What the task asks - Report each line of the records below that contains the string "surround". Treat uppercase and lowercase as different.

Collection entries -
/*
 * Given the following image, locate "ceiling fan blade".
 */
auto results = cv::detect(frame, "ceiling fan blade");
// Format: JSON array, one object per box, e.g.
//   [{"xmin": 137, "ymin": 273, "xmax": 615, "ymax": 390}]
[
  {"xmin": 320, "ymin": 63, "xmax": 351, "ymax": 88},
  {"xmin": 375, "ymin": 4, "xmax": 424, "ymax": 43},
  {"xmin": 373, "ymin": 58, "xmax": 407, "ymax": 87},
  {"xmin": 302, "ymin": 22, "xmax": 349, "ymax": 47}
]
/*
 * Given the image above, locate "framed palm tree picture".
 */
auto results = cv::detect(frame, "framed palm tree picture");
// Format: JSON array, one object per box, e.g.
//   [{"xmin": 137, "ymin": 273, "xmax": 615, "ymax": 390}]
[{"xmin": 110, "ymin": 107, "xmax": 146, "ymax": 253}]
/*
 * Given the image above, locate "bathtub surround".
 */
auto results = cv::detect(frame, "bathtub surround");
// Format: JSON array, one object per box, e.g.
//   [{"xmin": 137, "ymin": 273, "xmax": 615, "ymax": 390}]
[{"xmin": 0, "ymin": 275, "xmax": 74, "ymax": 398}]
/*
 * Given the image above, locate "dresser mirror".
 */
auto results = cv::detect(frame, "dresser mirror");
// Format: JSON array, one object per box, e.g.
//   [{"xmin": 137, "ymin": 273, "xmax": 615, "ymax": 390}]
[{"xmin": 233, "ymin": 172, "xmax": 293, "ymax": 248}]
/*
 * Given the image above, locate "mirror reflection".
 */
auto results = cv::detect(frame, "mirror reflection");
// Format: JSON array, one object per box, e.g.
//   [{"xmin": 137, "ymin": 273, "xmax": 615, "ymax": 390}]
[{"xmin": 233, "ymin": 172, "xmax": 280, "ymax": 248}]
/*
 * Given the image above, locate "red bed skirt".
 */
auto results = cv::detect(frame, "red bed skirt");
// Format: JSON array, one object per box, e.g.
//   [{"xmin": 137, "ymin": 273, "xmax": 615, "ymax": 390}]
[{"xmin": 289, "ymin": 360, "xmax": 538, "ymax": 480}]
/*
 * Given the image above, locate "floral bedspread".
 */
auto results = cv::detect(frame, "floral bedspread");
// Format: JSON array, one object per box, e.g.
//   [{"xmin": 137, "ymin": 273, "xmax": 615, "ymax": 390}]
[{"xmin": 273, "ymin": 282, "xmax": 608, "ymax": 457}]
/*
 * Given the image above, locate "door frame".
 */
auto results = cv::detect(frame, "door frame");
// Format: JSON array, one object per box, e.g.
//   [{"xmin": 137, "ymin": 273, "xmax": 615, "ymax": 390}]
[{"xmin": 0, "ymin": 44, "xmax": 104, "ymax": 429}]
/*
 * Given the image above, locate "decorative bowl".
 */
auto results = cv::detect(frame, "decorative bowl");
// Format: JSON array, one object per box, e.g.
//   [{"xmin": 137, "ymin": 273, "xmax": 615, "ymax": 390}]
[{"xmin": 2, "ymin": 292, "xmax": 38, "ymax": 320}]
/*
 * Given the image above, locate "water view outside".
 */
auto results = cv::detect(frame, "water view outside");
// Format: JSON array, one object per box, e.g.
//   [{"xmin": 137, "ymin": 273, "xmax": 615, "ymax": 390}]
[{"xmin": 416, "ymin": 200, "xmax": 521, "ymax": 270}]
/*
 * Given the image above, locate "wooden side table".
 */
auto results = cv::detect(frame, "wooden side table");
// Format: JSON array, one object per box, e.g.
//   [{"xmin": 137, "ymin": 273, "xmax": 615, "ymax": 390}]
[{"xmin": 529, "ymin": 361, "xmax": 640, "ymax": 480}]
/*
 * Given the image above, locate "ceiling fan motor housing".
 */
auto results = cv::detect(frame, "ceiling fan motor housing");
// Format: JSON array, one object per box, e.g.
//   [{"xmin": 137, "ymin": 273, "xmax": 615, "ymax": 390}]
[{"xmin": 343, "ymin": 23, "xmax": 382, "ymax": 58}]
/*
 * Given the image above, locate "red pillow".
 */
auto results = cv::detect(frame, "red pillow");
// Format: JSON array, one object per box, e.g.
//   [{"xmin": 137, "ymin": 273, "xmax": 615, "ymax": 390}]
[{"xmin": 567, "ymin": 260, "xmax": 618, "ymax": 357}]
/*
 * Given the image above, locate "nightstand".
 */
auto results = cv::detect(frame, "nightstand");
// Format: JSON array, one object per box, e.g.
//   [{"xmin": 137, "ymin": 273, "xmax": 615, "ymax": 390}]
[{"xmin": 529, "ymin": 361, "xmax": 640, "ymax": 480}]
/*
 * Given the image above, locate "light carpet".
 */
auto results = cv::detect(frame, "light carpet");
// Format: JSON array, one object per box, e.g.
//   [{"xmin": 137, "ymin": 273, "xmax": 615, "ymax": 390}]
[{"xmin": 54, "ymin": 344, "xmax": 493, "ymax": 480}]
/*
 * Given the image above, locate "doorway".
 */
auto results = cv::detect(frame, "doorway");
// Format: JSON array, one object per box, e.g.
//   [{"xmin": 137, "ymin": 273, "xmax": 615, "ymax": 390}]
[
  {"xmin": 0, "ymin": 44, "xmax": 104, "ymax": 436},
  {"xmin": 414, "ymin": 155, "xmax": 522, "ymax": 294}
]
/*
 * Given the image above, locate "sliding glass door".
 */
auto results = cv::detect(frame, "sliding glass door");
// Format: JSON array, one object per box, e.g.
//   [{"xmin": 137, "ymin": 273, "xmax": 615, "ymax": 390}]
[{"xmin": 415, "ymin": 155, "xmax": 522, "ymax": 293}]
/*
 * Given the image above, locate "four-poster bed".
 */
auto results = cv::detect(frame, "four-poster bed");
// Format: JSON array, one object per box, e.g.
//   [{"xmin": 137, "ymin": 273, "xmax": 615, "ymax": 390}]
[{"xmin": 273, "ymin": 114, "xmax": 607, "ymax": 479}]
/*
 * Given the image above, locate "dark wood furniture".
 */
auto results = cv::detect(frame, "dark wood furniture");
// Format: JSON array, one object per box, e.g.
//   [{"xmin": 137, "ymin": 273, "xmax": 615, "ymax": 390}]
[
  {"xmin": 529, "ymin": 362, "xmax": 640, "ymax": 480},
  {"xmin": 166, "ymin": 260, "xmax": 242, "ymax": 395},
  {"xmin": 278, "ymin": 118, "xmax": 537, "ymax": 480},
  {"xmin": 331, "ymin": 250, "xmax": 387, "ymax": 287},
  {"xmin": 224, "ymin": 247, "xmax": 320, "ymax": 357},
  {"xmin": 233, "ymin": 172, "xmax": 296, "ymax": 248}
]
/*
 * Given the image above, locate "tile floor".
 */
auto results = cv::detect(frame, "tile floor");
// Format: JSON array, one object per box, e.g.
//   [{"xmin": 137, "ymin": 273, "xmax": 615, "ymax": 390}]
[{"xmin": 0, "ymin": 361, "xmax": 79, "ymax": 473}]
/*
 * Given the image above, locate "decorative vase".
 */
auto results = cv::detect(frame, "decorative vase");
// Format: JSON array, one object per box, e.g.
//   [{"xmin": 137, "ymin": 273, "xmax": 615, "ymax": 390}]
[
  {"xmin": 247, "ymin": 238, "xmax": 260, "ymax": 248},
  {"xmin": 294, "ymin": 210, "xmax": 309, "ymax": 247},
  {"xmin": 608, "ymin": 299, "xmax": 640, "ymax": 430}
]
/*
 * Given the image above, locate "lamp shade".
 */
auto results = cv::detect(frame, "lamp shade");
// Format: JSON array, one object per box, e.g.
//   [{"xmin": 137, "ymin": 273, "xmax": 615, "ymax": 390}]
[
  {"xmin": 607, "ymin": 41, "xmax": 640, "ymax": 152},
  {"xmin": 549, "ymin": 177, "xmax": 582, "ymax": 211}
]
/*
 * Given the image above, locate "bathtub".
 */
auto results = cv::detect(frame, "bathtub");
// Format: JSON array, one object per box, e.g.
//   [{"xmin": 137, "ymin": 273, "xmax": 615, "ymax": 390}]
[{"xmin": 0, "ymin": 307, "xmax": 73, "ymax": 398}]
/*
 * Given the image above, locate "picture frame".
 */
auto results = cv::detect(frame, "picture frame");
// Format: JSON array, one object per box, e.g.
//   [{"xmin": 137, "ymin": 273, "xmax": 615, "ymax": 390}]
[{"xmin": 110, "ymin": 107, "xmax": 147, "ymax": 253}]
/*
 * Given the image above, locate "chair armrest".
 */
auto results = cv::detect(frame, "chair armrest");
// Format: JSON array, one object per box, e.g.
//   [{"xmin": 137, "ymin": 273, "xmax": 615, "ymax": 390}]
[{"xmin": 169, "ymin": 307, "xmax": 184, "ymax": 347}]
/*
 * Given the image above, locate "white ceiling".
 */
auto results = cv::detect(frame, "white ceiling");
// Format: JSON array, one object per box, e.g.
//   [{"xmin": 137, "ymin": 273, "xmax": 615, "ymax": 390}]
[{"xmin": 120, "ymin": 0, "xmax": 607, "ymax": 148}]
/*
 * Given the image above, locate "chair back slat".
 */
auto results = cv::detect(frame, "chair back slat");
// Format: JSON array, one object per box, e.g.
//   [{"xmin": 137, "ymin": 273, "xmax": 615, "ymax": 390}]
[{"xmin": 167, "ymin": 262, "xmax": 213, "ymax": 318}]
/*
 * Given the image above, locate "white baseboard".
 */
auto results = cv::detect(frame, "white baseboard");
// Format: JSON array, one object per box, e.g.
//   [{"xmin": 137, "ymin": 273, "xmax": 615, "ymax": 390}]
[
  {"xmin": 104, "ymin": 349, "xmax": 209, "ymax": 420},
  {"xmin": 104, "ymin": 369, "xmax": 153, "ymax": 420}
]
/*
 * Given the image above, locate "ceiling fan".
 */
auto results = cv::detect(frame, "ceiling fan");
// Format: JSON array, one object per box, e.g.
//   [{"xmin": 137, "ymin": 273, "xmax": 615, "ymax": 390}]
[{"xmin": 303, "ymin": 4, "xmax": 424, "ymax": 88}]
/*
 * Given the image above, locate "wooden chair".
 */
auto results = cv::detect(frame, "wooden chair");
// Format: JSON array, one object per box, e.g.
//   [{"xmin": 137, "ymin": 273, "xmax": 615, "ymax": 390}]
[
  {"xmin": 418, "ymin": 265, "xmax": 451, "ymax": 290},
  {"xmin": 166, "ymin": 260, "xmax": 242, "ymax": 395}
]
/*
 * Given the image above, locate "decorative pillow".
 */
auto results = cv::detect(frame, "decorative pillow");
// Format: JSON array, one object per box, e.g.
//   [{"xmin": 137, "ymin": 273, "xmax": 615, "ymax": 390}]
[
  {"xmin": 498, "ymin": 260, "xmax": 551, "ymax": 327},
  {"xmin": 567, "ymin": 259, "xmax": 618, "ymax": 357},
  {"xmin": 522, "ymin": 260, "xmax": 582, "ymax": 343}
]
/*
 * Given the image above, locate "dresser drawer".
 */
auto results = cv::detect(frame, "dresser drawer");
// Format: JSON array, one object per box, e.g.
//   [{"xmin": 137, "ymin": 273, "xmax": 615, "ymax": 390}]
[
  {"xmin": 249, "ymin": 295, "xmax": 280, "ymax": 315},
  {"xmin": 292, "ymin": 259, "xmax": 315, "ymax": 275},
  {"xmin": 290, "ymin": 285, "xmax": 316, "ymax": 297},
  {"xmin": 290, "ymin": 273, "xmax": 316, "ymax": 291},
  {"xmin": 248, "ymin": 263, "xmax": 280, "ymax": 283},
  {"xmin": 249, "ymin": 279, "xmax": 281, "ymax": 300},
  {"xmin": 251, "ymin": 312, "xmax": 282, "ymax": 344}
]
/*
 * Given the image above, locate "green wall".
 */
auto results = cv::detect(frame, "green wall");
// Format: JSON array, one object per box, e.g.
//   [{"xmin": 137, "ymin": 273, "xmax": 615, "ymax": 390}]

Answer in full -
 * Given the image above, locate "bathtub surround".
auto results = cv::detect(frame, "bathtub surround");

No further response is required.